-- begin Data for the task --

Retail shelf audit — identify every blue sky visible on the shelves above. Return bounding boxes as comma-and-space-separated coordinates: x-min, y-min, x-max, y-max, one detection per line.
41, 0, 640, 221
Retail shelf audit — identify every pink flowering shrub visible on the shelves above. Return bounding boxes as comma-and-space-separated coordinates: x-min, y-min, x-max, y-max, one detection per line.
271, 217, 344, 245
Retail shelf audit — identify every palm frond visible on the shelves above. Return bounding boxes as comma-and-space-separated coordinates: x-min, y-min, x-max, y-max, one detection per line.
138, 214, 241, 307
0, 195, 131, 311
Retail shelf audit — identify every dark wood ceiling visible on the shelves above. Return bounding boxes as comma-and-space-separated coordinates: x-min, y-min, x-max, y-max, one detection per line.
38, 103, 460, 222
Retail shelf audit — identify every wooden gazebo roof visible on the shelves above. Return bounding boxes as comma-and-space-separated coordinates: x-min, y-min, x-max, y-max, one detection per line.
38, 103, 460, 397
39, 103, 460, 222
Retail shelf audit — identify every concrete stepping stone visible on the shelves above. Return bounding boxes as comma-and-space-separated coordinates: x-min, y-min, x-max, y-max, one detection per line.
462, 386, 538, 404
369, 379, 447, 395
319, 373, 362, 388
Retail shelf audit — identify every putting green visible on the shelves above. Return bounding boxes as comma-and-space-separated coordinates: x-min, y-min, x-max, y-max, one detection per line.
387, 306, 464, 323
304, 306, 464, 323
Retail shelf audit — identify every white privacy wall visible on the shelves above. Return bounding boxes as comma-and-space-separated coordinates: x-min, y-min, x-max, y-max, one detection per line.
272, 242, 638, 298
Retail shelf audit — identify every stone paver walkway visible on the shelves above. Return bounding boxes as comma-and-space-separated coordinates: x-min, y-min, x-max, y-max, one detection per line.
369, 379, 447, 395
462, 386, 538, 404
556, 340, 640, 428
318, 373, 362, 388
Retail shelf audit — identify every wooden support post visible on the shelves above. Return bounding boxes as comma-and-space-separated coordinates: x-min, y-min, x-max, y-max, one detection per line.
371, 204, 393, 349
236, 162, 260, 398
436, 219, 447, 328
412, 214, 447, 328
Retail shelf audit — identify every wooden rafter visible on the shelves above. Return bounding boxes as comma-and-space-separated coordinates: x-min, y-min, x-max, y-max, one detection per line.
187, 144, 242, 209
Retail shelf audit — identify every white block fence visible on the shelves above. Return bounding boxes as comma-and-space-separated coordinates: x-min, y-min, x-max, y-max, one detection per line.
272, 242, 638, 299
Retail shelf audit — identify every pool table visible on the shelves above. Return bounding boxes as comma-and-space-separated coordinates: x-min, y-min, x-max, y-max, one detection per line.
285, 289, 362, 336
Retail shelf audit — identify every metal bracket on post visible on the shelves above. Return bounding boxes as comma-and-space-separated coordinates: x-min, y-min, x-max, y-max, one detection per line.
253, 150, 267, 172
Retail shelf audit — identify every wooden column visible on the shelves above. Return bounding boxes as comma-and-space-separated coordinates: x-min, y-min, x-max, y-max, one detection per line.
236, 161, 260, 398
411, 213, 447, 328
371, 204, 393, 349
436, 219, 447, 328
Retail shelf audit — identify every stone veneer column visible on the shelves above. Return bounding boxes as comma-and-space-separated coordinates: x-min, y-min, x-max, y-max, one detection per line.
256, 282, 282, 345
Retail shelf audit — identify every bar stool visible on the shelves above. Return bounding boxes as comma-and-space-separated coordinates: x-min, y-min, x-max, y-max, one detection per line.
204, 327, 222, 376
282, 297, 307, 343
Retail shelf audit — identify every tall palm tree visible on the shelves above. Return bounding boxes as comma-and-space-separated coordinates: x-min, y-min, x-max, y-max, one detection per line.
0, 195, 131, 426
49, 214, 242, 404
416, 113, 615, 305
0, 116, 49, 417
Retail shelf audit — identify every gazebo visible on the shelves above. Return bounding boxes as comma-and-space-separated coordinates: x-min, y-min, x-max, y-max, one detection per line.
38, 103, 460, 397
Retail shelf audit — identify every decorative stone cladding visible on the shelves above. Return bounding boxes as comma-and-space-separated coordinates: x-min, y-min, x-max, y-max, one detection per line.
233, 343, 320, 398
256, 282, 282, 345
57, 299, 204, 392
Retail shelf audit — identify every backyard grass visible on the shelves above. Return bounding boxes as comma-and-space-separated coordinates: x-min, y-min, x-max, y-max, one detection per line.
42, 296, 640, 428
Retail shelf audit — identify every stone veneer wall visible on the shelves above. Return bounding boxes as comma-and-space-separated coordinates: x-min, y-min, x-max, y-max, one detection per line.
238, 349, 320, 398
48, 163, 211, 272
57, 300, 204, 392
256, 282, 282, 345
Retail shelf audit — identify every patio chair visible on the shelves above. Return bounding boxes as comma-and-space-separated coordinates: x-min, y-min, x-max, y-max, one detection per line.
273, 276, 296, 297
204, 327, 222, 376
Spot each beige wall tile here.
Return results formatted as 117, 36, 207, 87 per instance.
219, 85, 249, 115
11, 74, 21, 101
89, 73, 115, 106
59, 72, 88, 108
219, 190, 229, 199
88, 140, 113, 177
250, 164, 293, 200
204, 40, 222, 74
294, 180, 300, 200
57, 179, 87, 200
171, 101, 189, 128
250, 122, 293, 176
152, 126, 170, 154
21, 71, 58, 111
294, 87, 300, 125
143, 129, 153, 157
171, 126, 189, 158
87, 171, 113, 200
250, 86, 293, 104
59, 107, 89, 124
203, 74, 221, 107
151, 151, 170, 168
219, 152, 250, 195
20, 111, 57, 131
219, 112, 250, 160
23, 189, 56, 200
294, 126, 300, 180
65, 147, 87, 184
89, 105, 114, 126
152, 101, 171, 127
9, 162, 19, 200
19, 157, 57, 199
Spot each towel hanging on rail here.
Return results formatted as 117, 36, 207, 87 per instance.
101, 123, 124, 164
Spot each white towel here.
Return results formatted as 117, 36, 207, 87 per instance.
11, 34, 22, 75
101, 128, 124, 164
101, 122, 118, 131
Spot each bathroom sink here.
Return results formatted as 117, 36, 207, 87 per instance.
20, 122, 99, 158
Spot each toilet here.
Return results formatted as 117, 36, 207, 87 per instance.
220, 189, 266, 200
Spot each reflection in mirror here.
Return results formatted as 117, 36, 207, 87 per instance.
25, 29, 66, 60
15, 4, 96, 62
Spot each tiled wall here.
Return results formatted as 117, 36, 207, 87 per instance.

-- end Data for the task --

Prompt: Rewrite all of the data above as a numbered list, omitting any blank lines.

Result:
1. Retail shelf audit — identify every blue sky visible on the shelves above. Return bounding boxes as comma-and-space-separated coordinates: x-min, y-min, x-max, y-max, one detection per line.
2. 41, 0, 640, 221
3. Retail shelf audit — identify every pink flowering shrub visible on the shelves above. Return bounding boxes as comma-and-space-separated coordinates: x-min, y-min, x-max, y-max, one detection per line.
4. 271, 217, 344, 245
5. Retail shelf audit — identify every palm frond visible on the shelves above. Return bounding boxes as comma-and-space-separated coordinates: x-min, y-min, x-max, y-max, one detection per line.
6. 138, 214, 241, 307
7. 0, 195, 131, 311
8. Retail shelf audit — identify every dark wood ceiling visible on the shelves above. Return bounding boxes as comma-and-space-separated coordinates: x-min, y-min, x-max, y-max, one detection per line.
9. 38, 103, 460, 222
10. Retail shelf audit — identify every wooden gazebo roof visible on the shelves above. Return bounding boxes as comma-and-space-separated coordinates: x-min, y-min, x-max, y-max, one detection per line.
11. 38, 103, 460, 397
12. 39, 103, 460, 222
13. Retail shelf audit — identify every concrete stepping stone visible on the shelves above. Return bounding boxes as comma-and-space-separated coordinates: x-min, y-min, x-max, y-max, one detection per line.
14. 462, 386, 538, 404
15. 369, 379, 447, 395
16. 319, 373, 362, 388
17. Retail shelf audit — identify every putting green visible on the shelves above. Return bounding boxes as comma-and-space-separated coordinates: x-min, y-min, x-max, y-max, one detection per line.
18. 387, 306, 464, 323
19. 304, 306, 464, 323
20. Retail shelf audit — identify every white privacy wall visible on the shelves above. Return bounding boxes as comma-and-space-separated coordinates: x-min, y-min, x-max, y-max, one detection per line.
21. 272, 242, 638, 298
22. Retail shelf audit — identify every stone paver walkway visible on the shelves above. Return bounding boxes as comma-and-space-separated coordinates: x-min, y-min, x-max, y-max, one detection per line.
23. 369, 379, 447, 395
24. 462, 386, 538, 404
25. 556, 340, 640, 428
26. 318, 373, 362, 388
27. Retail shelf audit — identify every wooden support post visible on the shelves above. Return bounding boxes as comma-and-space-separated coordinates: x-min, y-min, x-max, y-max, one detection per line.
28. 371, 204, 393, 349
29. 236, 162, 260, 398
30. 436, 219, 447, 328
31. 412, 214, 447, 328
32. Retail shelf audit — identify every wooden rafter visible on the shelves above. Return bounding boxes as comma-and-space-separated coordinates: x-min, y-min, x-max, y-max, one detection per line.
33. 187, 144, 242, 209
34. Retail shelf audit — identify every white block fence visible on the shelves above. Return bounding boxes as comma-and-space-separated coordinates: x-min, y-min, x-max, y-max, one detection per line.
35. 272, 242, 638, 299
36. Retail shelf audit — identify every pool table visible on the shelves above. Return bounding boxes as comma-and-space-separated coordinates: x-min, y-min, x-max, y-max, one detection per line.
37. 285, 289, 362, 336
38. Retail shelf audit — identify every metal bracket on post visible on the shelves above. Return bounding boxes as comma-and-space-separated coordinates: x-min, y-min, x-max, y-max, one detection per line.
39. 253, 150, 267, 172
40. Retail shelf audit — identify every wooden column visible on the shelves above. Return bounding boxes as comma-and-space-separated coordinates: x-min, y-min, x-max, y-max, one detection per line.
41. 236, 161, 260, 398
42. 411, 213, 447, 328
43. 371, 204, 393, 349
44. 436, 219, 447, 328
45. Retail shelf audit — identify every stone veneer column visible on the shelves above. Return bounding boxes as comma-and-space-separated coordinates: x-min, y-min, x-max, y-max, one detection per line.
46. 256, 282, 282, 345
47. Retail shelf audit — identify every bar stool visible on the shelves above. Return bounding boxes as comma-and-space-separated coordinates: x-min, y-min, x-max, y-max, one detection per line.
48. 204, 327, 222, 376
49. 282, 297, 307, 343
50. Retail shelf audit — identify every tall palm tree visible on the shelves above. Return bounding boxes as comma-and-space-separated coordinates: x-min, y-min, x-max, y-max, one detection per line.
51. 0, 195, 131, 426
52. 49, 214, 242, 404
53. 416, 113, 615, 305
54. 0, 116, 49, 417
55. Retail shelf audit — identify every gazebo visible on the shelves above. Return bounding boxes as comma-and-space-separated coordinates: x-min, y-min, x-max, y-max, one detection per line.
56. 38, 103, 460, 397
57. Retail shelf audit — identify every decorative stone cladding visible on the shelves above. Return bounding boxes as comma-and-space-separated coordinates: x-min, y-min, x-max, y-max, one detection per line.
58. 233, 343, 320, 398
59. 256, 282, 282, 345
60. 57, 299, 204, 392
61. Retail shelf audit — identify every backyard grass visible on the shelves above. Return bounding boxes as comma-and-space-separated coordinates: x-min, y-min, x-max, y-max, one detection per line.
62. 42, 296, 640, 428
63. Retail shelf audit — identify every stone veneer wall visible on the shelves above. Return bounding boxes as comma-and-space-separated coordinates: x-min, y-min, x-max, y-max, one detection per line.
64. 238, 349, 320, 398
65. 48, 163, 211, 272
66. 57, 300, 204, 392
67. 256, 282, 282, 345
68. Retail shelf audit — identify every patio chair visible on the shelves above. Return bounding boxes as comma-and-space-separated coordinates: x-min, y-min, x-max, y-max, one detection per line.
69. 273, 276, 296, 297
70. 204, 327, 222, 376
71. Spot each beige wall tile here.
72. Return results formatted as 117, 36, 207, 87 per instance.
73. 219, 85, 249, 115
74. 11, 74, 21, 101
75. 89, 73, 115, 106
76. 59, 72, 88, 108
77. 219, 190, 229, 199
78. 88, 140, 113, 177
79. 250, 164, 293, 200
80. 204, 40, 222, 74
81. 294, 180, 300, 200
82. 57, 179, 87, 200
83. 171, 101, 189, 128
84. 250, 122, 293, 176
85. 152, 126, 170, 154
86. 21, 71, 58, 111
87. 294, 87, 300, 125
88. 143, 129, 153, 157
89. 171, 126, 189, 158
90. 87, 171, 113, 200
91. 250, 86, 293, 104
92. 59, 107, 89, 124
93. 203, 74, 221, 107
94. 151, 151, 170, 168
95. 219, 152, 250, 195
96. 20, 111, 57, 131
97. 219, 112, 250, 160
98. 23, 189, 56, 200
99. 294, 126, 300, 180
100. 65, 147, 87, 184
101. 89, 105, 114, 126
102. 152, 101, 171, 127
103. 9, 162, 19, 200
104. 19, 157, 57, 199
105. Spot each towel hanging on rail here.
106. Return results formatted as 117, 36, 207, 87 per instance.
107. 101, 123, 124, 164
108. Spot each white towel here.
109. Return results formatted as 117, 36, 207, 87 per instance.
110. 11, 34, 22, 75
111. 101, 128, 124, 164
112. 101, 122, 118, 131
113. Spot each bathroom sink here.
114. Return results formatted as 117, 36, 207, 87 per instance.
115. 20, 122, 99, 158
116. Spot each toilet here.
117. Return results formatted as 117, 36, 207, 87 per instance.
118. 220, 189, 266, 200
119. Spot each reflection in mirror here.
120. Return results formatted as 117, 36, 207, 87 per instance.
121. 25, 29, 66, 60
122. 15, 4, 96, 62
123. Spot each tiled wall here.
124. Return results formatted as 117, 36, 207, 87 per instance.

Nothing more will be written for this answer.